▸ TASK PROMPT: Return each line of the items below that contains the string "white", treating uppercase and lowercase letters as distinct.

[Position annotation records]
--- BEGIN ---

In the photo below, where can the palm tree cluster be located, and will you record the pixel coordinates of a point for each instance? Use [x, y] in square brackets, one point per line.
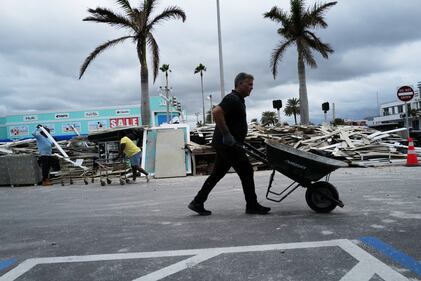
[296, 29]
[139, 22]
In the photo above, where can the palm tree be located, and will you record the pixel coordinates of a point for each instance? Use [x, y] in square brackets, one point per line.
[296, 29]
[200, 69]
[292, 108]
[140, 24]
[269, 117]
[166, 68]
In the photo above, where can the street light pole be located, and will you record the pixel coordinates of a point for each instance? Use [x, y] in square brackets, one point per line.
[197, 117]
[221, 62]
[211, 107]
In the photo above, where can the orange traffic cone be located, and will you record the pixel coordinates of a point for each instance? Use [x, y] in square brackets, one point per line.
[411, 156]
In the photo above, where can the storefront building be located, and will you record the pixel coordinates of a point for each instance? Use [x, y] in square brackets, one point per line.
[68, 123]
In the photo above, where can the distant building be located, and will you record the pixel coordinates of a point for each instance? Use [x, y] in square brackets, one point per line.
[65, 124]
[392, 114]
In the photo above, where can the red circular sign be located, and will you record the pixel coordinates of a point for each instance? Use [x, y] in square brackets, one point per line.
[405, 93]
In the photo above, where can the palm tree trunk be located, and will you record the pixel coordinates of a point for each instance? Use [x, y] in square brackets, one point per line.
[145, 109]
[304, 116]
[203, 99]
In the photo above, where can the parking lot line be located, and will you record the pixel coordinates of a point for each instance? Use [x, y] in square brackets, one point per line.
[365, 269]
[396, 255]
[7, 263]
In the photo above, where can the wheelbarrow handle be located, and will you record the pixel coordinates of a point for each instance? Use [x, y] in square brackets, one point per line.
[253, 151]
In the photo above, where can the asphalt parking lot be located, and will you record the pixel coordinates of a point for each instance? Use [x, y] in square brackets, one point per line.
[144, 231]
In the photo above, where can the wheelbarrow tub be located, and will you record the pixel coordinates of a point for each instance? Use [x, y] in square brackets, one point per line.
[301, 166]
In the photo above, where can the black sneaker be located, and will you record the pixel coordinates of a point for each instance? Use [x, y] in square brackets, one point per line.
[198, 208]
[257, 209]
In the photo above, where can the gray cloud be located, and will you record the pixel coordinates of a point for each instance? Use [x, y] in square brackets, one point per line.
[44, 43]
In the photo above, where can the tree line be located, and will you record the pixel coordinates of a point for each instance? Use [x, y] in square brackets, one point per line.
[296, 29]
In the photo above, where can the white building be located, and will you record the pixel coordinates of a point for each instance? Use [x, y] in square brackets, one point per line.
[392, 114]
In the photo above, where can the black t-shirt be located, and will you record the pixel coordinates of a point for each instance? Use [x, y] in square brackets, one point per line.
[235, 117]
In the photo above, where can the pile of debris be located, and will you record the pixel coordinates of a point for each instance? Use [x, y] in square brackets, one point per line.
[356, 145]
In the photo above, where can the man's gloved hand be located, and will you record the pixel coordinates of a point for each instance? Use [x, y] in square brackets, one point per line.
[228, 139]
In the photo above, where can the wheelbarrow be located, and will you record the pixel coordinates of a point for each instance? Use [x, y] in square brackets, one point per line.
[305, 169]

--- END ---
--- BEGIN ---

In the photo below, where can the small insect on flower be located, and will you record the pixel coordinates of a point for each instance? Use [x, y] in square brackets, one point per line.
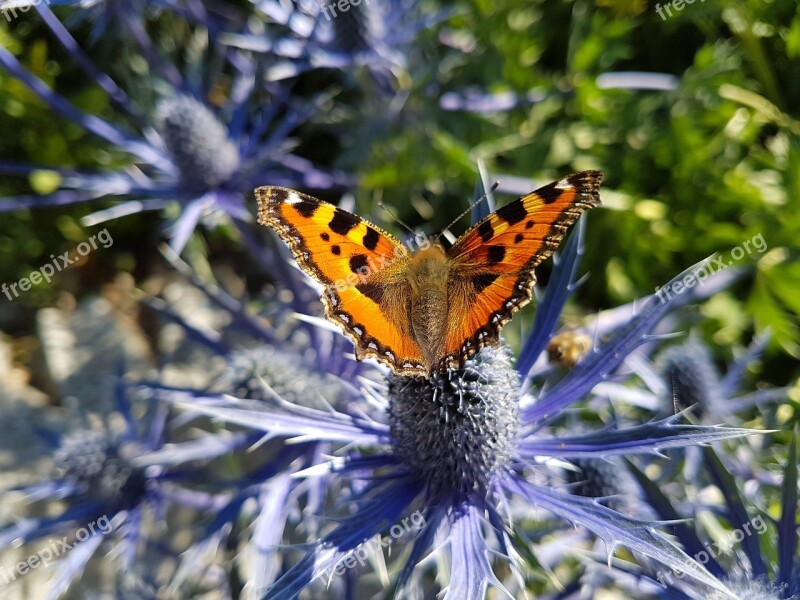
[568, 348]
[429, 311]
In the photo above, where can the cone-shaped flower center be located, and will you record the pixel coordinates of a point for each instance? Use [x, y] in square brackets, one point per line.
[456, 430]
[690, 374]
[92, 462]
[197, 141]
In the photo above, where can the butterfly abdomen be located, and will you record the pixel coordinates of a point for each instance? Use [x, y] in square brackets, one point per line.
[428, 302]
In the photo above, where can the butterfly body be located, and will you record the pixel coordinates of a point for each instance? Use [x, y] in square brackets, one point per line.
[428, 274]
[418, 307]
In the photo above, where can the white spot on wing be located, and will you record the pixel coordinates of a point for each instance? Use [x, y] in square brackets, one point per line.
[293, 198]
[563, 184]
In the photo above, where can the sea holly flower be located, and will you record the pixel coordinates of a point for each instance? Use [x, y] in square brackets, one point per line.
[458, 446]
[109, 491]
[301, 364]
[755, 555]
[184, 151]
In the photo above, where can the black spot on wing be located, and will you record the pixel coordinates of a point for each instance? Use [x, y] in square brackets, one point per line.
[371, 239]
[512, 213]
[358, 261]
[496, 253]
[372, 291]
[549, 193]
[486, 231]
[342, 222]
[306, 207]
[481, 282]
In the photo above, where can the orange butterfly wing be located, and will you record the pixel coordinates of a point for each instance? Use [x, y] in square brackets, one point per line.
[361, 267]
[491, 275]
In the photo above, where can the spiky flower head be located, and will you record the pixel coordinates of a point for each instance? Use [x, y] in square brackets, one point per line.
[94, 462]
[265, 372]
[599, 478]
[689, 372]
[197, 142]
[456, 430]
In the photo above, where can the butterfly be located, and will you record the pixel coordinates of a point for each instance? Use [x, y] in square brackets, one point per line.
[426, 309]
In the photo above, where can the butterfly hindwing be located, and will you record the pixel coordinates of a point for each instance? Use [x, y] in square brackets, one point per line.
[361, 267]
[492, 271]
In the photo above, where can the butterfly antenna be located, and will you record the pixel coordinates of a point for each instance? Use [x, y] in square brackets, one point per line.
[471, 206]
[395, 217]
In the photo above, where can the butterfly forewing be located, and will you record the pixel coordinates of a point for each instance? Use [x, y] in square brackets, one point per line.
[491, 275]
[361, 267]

--- END ---

▸ REPLY TO THE TASK:
In the photo above, where can the white building be located, and will you record the pixel coordinates of a point for each instance? Use [x, y] in square brackets, one point per line.
In the photo above, where can the white spot on wing be located, and will you record the pixel coordinates of a point for each instance? Use [x, y] in square brackets, one point per line.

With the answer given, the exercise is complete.